**Selected extract**

My recent thoughts turned to airline security last night after learning of the flight coming in to Detroit in which a man tried to blow up the plane. (link and link, though I’m sure there’s thousands more now).

I’ve never subscribed to the theory that our US airport security did all that much in terms of preventing actual threats.  I’m old enough to remember pre 9/11 flying, and the security measures don’t seem to be doing that much better at stopping potential violent threats.  In the past two years I’ve flown to San Francisco, Miami, London, Copenhagen, Sydney, Shanghai and probably a couple other places I can’t recall right now.  Most of these trips had several layovers, so I’ve seen security measures at many more airports than just these.  A few things initially surprised me soon after 9/11, but fail to surprise me now:

1.  How differently my carry-on bags are treated during screening every single time I travel, even at the same airports.  I travel with a wide variety of stuff – often a laptop, ipod, chargers, cables, headphones, microphones, video camera, small microphone and other assorted electronic goodies.  Sometimes I pack them in checked luggage, but often there’s not room (or I don’t quite trust TSA bag handlers to not take something of value).  So it comes on as hand-luggage.  A couple of times the cabled mess has triggered a thorough hand search of all the bag contents.  While annoying, I understand their need – it’s not clear what the materials are, and if something’s unknown, it’s better to check it out.  Annoying, but reasonable.  Why that particular mess of cables and such doesn’t trigger the same response at different airports is what’s troubling to me.  Each checkpoint area seems to be having their own guidelines as to what is ‘suspicious’ and what isn’t.  To be certain, it may be the experience and judgement level of those involved, but based on the behaviour I witness of security checkpoint personnel (see below), I’m not convinced that’s the reason.

2.  How lax the staff appear at various screening areas.  I don’t particularly want hard-nosed drill sergeants barking orders at me, but I also don’t want people falling asleep.  It seems I generally find both extremes at security checkpoints, which annoys me.  I’m not saying these are the *only* people – there’s also typically a mix of seemingly decent, diligent people staffing these areas.  But that’s not enough.  I’ve watched my bags going through x-ray machines, showing a vast array of weird cables and devices (I travel with a lot of weird stuff!) and watched as the person sitting at the x-ray machine simply let it pass right through *without looking at the screen*, either with their head turned while talking to a colleague, or eating.

**Source records**
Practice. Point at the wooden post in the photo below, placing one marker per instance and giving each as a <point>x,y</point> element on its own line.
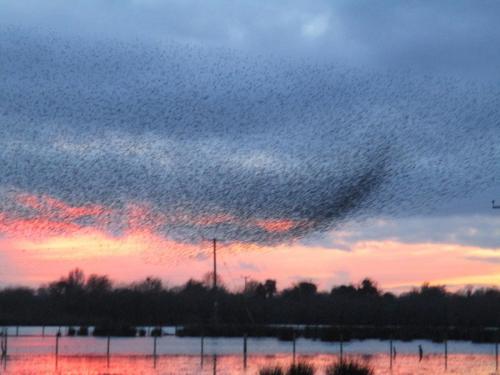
<point>202,349</point>
<point>341,348</point>
<point>154,351</point>
<point>58,335</point>
<point>390,354</point>
<point>496,356</point>
<point>445,354</point>
<point>245,351</point>
<point>4,343</point>
<point>108,345</point>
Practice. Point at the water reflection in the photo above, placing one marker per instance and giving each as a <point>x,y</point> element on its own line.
<point>460,364</point>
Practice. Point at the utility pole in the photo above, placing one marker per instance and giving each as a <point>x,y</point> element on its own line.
<point>215,264</point>
<point>215,281</point>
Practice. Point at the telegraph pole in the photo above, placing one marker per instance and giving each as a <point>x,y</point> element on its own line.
<point>215,264</point>
<point>215,281</point>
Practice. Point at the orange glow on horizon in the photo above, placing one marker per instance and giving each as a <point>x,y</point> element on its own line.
<point>44,247</point>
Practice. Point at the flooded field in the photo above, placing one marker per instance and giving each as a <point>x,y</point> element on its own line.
<point>30,353</point>
<point>460,364</point>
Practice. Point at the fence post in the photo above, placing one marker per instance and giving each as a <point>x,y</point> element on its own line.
<point>58,335</point>
<point>154,351</point>
<point>4,343</point>
<point>496,356</point>
<point>445,354</point>
<point>202,349</point>
<point>245,351</point>
<point>390,353</point>
<point>341,348</point>
<point>108,345</point>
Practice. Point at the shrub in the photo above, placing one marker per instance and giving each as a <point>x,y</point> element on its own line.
<point>300,369</point>
<point>349,368</point>
<point>271,371</point>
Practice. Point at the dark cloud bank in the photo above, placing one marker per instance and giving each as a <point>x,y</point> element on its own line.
<point>212,131</point>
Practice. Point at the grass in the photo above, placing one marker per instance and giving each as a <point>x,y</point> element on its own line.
<point>295,369</point>
<point>276,370</point>
<point>300,369</point>
<point>349,368</point>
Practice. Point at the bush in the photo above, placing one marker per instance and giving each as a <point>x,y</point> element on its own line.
<point>271,371</point>
<point>157,331</point>
<point>349,368</point>
<point>300,369</point>
<point>83,331</point>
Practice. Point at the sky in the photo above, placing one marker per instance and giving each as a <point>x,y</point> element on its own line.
<point>326,141</point>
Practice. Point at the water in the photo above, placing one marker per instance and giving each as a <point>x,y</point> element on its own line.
<point>29,353</point>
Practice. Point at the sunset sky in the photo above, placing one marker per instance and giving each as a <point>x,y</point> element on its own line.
<point>326,141</point>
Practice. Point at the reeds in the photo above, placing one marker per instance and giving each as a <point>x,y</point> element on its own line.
<point>350,367</point>
<point>295,369</point>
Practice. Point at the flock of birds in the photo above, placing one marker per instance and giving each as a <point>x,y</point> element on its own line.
<point>216,142</point>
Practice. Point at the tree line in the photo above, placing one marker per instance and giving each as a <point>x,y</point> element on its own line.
<point>95,300</point>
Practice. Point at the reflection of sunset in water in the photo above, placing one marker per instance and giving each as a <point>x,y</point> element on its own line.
<point>461,364</point>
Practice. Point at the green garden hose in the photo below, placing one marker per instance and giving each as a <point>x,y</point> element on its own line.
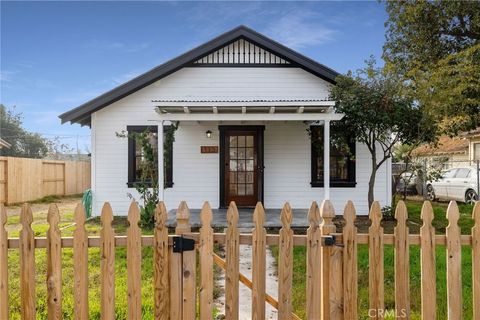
<point>87,202</point>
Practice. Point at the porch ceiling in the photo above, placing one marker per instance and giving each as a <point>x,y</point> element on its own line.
<point>241,110</point>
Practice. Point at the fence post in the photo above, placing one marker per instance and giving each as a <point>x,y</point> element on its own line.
<point>375,260</point>
<point>402,262</point>
<point>424,180</point>
<point>454,263</point>
<point>161,272</point>
<point>4,310</point>
<point>80,265</point>
<point>350,266</point>
<point>476,261</point>
<point>478,180</point>
<point>107,264</point>
<point>205,248</point>
<point>54,264</point>
<point>331,267</point>
<point>427,262</point>
<point>27,264</point>
<point>259,243</point>
<point>285,264</point>
<point>314,242</point>
<point>232,263</point>
<point>134,263</point>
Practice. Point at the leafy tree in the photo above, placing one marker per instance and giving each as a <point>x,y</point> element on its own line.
<point>379,114</point>
<point>23,143</point>
<point>435,45</point>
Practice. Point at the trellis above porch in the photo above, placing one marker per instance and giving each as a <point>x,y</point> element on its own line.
<point>313,111</point>
<point>247,110</point>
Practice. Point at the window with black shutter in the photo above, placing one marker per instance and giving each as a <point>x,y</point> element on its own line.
<point>342,158</point>
<point>136,156</point>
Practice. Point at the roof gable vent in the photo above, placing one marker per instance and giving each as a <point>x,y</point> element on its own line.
<point>242,52</point>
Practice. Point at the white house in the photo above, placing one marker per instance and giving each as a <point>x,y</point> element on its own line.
<point>245,105</point>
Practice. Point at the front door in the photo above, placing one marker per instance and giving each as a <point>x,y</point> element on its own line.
<point>242,161</point>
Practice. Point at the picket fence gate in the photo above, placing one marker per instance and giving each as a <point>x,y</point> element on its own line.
<point>330,294</point>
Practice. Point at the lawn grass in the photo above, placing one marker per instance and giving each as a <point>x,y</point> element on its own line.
<point>120,225</point>
<point>414,209</point>
<point>93,226</point>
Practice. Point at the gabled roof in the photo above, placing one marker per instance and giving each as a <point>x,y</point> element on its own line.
<point>82,114</point>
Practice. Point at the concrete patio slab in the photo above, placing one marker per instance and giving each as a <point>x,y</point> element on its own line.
<point>272,218</point>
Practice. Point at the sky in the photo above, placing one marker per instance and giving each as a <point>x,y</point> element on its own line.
<point>58,55</point>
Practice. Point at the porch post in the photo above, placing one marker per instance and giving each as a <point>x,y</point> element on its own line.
<point>326,159</point>
<point>161,170</point>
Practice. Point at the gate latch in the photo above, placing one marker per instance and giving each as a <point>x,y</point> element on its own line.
<point>330,241</point>
<point>181,244</point>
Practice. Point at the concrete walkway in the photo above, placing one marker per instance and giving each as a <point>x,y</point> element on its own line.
<point>272,218</point>
<point>245,294</point>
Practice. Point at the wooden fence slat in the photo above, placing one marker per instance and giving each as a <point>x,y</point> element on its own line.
<point>27,264</point>
<point>107,264</point>
<point>331,281</point>
<point>428,265</point>
<point>205,248</point>
<point>160,254</point>
<point>189,267</point>
<point>350,264</point>
<point>402,262</point>
<point>232,259</point>
<point>454,263</point>
<point>314,241</point>
<point>4,309</point>
<point>176,265</point>
<point>54,265</point>
<point>134,263</point>
<point>285,264</point>
<point>80,265</point>
<point>376,269</point>
<point>476,261</point>
<point>258,263</point>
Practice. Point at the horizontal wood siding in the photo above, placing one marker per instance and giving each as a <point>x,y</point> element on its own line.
<point>196,175</point>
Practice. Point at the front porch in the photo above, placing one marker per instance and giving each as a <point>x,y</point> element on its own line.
<point>245,218</point>
<point>250,151</point>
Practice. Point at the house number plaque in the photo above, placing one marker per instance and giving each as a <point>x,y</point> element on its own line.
<point>209,149</point>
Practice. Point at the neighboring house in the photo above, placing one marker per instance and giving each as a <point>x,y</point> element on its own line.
<point>451,151</point>
<point>246,106</point>
<point>474,144</point>
<point>459,151</point>
<point>4,144</point>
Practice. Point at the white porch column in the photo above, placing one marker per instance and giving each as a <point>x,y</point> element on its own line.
<point>161,171</point>
<point>326,159</point>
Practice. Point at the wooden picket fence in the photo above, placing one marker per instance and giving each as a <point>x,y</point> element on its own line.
<point>24,179</point>
<point>332,284</point>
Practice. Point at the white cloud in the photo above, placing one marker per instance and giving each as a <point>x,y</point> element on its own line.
<point>117,46</point>
<point>6,76</point>
<point>299,29</point>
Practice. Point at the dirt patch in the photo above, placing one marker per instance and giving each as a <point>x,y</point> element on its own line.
<point>245,294</point>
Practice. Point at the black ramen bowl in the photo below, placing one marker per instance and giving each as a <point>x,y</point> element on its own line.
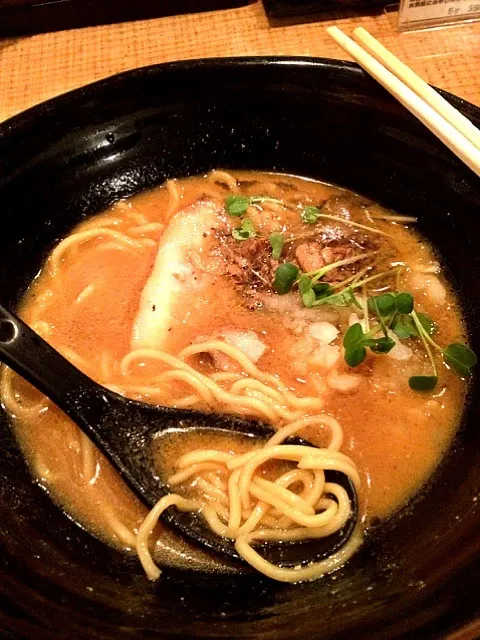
<point>418,575</point>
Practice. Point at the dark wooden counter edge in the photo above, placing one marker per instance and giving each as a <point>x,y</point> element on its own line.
<point>29,17</point>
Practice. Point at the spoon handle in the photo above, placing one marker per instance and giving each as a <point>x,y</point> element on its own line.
<point>36,361</point>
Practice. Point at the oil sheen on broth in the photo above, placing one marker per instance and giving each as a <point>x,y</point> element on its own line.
<point>86,303</point>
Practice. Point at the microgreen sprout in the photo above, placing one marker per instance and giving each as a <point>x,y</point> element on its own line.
<point>285,276</point>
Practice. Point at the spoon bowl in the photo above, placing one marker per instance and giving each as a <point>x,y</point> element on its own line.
<point>125,431</point>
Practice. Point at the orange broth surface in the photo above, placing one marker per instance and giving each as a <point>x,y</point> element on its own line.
<point>86,308</point>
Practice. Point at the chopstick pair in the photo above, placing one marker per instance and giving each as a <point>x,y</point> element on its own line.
<point>456,131</point>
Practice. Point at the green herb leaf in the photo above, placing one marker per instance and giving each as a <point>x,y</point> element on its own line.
<point>310,215</point>
<point>353,342</point>
<point>322,289</point>
<point>422,383</point>
<point>382,345</point>
<point>344,298</point>
<point>386,304</point>
<point>236,205</point>
<point>353,334</point>
<point>428,324</point>
<point>246,231</point>
<point>404,303</point>
<point>404,327</point>
<point>308,298</point>
<point>285,276</point>
<point>461,358</point>
<point>277,241</point>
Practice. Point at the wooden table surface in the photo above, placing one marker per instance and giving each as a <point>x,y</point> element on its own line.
<point>35,68</point>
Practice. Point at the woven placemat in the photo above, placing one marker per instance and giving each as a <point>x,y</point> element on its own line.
<point>35,68</point>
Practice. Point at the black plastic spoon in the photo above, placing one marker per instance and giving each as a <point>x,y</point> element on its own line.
<point>127,432</point>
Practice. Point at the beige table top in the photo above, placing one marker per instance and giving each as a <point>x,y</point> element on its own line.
<point>35,68</point>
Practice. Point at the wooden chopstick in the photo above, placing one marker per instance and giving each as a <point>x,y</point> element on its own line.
<point>454,139</point>
<point>417,84</point>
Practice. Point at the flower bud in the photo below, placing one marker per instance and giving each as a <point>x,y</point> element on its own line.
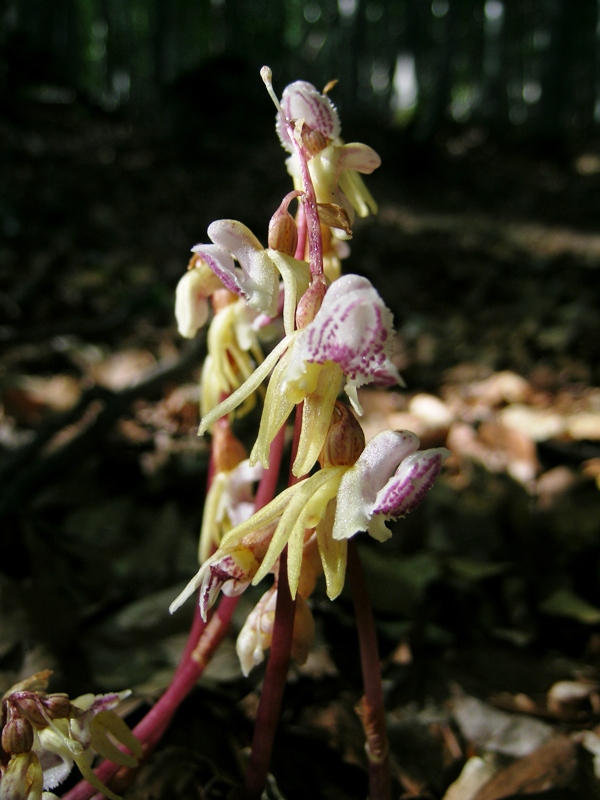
<point>311,301</point>
<point>313,140</point>
<point>57,705</point>
<point>30,706</point>
<point>17,734</point>
<point>334,216</point>
<point>345,439</point>
<point>283,233</point>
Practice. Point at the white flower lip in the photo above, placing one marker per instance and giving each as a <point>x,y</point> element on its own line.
<point>300,100</point>
<point>388,481</point>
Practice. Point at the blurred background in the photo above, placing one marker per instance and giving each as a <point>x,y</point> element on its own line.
<point>125,129</point>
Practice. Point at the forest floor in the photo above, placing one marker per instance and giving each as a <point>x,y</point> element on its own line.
<point>487,598</point>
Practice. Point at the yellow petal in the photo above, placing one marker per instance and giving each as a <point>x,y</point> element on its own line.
<point>297,515</point>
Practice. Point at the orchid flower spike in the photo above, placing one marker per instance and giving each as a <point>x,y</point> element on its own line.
<point>387,481</point>
<point>257,276</point>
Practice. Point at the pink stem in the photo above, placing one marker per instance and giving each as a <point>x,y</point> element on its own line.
<point>372,709</point>
<point>269,707</point>
<point>309,203</point>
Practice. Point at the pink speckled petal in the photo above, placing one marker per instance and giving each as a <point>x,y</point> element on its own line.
<point>357,156</point>
<point>354,329</point>
<point>300,100</point>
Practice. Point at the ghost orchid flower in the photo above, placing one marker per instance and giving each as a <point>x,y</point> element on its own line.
<point>389,479</point>
<point>229,501</point>
<point>334,166</point>
<point>257,276</point>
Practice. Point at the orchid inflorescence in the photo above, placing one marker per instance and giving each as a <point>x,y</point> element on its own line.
<point>337,336</point>
<point>45,735</point>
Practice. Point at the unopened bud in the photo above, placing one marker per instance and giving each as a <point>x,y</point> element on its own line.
<point>283,233</point>
<point>17,734</point>
<point>311,301</point>
<point>345,439</point>
<point>313,140</point>
<point>57,705</point>
<point>227,450</point>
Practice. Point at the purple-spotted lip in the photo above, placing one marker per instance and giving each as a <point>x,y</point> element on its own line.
<point>300,100</point>
<point>412,480</point>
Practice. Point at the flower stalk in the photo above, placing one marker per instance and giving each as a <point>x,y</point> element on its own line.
<point>371,710</point>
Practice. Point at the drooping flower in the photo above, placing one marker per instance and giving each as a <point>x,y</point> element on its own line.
<point>234,350</point>
<point>348,343</point>
<point>191,297</point>
<point>230,570</point>
<point>257,631</point>
<point>230,497</point>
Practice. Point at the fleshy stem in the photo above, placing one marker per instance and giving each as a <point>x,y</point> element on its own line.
<point>203,640</point>
<point>269,707</point>
<point>372,711</point>
<point>309,200</point>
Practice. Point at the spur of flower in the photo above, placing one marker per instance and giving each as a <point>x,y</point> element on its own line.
<point>348,344</point>
<point>354,491</point>
<point>44,735</point>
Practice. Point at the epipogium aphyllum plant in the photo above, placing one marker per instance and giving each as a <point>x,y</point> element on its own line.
<point>286,313</point>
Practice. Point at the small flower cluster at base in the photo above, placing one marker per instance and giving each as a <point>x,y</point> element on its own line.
<point>44,735</point>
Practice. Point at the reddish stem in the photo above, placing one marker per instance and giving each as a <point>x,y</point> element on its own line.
<point>372,710</point>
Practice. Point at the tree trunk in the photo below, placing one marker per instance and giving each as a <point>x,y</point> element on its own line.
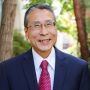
<point>80,20</point>
<point>6,29</point>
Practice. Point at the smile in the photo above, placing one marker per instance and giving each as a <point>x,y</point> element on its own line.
<point>44,40</point>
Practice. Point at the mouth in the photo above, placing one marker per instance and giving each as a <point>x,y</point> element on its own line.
<point>46,40</point>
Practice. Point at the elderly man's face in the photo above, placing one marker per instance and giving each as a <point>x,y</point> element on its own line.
<point>42,37</point>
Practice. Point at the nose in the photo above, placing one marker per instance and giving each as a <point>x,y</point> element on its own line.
<point>44,31</point>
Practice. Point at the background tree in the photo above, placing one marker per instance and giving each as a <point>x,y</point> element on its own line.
<point>20,45</point>
<point>6,29</point>
<point>81,27</point>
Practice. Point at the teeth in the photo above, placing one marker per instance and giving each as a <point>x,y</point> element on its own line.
<point>44,40</point>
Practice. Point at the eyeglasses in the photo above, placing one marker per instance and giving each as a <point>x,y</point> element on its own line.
<point>37,25</point>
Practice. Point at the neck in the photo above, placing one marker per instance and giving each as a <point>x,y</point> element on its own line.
<point>43,54</point>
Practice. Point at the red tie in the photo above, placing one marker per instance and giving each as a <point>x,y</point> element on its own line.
<point>44,81</point>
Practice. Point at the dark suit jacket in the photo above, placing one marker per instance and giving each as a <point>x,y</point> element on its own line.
<point>18,73</point>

**Problems to solve**
A. List the cities that the airline security post says the writer has flown to in the past two years.
B. Count the lines of the listing that contain the word "bowl".
The airline security post and the listing are separate, unrelated material.

**Results for each task**
A. San Francisco, Miami, London, Copenhagen, Sydney, Shanghai

B. 2